An Open Letter to Minister Rafi Eitan

An Open Letter to Minister Rafi Eitan
by Walter Bingham
Published: 09/14/06

I know that you are a member of the security cabinet, but that's a mistake. You and your ministry should concentrate on, and deal with, the matters for which the pensioners and their supporters have elected you: to help the underprivileged, the hungry and homeless, and, most of all, to obtain better conditions for the pensioners.

Dear Minister Eitan,

At the time of the last general election, I was unfortunately out of the country and could not vote. If as a pensioner, and I am four years your senior, I had voted for your party, the Pensioners party, I would today be extremely upset after having read your interview published in the Jerusalem Post this week.

## Data entries
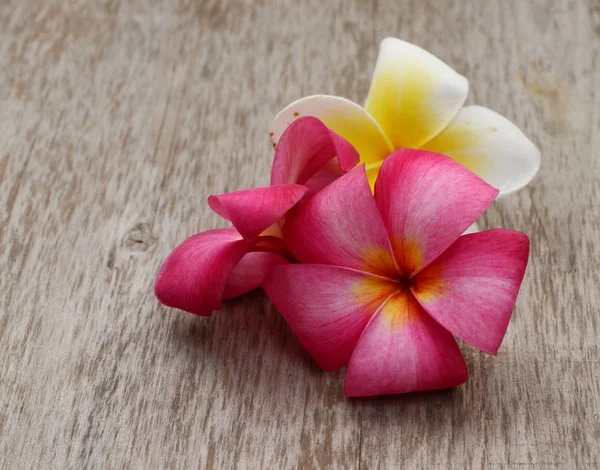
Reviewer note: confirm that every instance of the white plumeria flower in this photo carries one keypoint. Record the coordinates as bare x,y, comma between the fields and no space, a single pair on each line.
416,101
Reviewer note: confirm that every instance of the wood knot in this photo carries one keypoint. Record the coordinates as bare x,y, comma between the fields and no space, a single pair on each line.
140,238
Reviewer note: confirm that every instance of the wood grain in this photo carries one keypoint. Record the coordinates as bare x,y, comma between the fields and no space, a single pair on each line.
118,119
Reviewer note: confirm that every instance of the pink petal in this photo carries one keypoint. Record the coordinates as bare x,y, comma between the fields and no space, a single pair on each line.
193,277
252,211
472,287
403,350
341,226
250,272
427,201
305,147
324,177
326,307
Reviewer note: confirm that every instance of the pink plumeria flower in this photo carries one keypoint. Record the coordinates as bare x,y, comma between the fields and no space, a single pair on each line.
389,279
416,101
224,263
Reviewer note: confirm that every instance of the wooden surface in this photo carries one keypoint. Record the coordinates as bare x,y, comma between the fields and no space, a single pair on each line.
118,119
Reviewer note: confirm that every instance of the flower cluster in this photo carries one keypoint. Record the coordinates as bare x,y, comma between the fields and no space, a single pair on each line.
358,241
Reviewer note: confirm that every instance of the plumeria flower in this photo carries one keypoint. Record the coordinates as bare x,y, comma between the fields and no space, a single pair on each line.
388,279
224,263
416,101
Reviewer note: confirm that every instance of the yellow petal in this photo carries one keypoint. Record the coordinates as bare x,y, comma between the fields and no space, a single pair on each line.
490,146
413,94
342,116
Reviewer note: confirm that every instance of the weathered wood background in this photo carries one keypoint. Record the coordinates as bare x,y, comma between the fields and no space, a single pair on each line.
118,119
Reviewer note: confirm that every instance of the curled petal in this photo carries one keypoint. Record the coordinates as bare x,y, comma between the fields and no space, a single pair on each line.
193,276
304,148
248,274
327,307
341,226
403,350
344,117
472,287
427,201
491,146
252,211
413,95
* * *
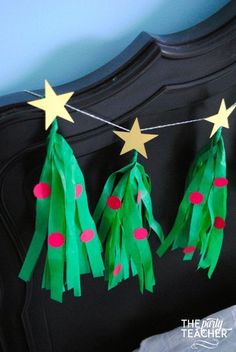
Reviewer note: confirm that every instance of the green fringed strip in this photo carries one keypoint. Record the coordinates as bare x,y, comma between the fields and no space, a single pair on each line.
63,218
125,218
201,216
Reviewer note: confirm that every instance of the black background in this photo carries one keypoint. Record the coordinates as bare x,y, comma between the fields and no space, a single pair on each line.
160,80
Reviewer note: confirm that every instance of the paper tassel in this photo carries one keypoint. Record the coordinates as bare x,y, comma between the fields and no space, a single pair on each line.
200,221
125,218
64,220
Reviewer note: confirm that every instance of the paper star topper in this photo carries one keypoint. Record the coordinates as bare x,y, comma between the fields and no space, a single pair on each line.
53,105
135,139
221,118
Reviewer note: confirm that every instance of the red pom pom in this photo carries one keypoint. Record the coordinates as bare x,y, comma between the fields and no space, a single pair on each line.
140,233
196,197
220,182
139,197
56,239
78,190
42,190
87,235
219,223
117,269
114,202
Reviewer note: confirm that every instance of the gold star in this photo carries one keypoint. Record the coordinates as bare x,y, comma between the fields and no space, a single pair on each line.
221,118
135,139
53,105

## What you will do
(1) How many lines in the two blocks of entries contain the word "paper"? Reply with the number alone.
(2) Could you pick up the open letter to Minister Rafi Eitan after its last sentence and carry it forward?

## Results in order
(1) 2

(2)
You tried to resurrect the dead-and-buried, warped ideas of trying to achieve tranquillity in Israel, and among its enemies, by forcibly evicting Jewish residents from Judea and Samaria, with the exception of a few settlement blocks. Even Prime Minister Ehud Olmert has realised that punishing Israelis for the misdeeds of Arab terrorists is not the solution, but an invitation to more of the same. To give in to the enemy's demands, even on the basis of any vague promises, was proved in Munich to be a fatal mistake. You were about 10 years old at the time and, surprisingly, although it's in long-term memory, you don't seem to want to remember it. But I do, vividly, and I wouldn't want it to happen here.

You have obviously forgotten the glorious future that our government, backed by much of the world community, predicted for Gaza after we forcibly evicted 8,500 Jews who wanted nothing else but to conduct a peaceful life and go about their businesses that they built up over 20 or so years. What was the effect? What has been achieved? The area has became a haven for terrorists, the infrastructure of the extensive horticultural and agricultural enterprises have been reduced to rubble at the hands of the Palestinians charged to guard them, and their founders and staff have become a drain on the economy of our country, to which hitherto they contributed considerably.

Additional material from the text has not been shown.